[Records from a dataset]
========================================================================
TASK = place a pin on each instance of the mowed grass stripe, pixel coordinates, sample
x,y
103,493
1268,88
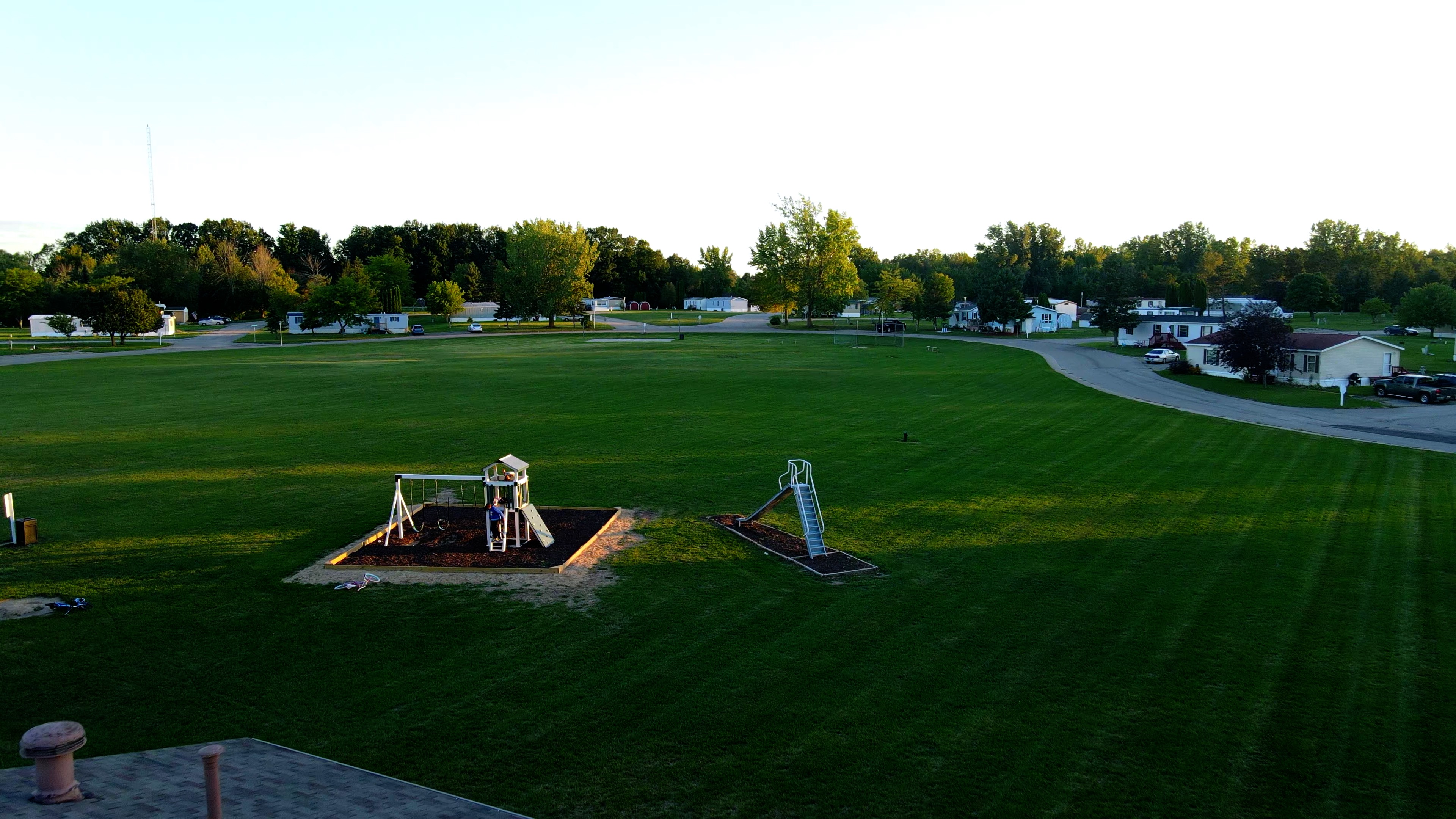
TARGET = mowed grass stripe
x,y
1088,607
========================================================================
__To do__
The expected response is every entry above, repeated exactly, pictures removed.

__Exercise output__
TASK = place a pin on each instance of the mowed grass stripe, pixel coordinates, sample
x,y
103,493
1268,88
TARGET = mowed grass stripe
x,y
1088,607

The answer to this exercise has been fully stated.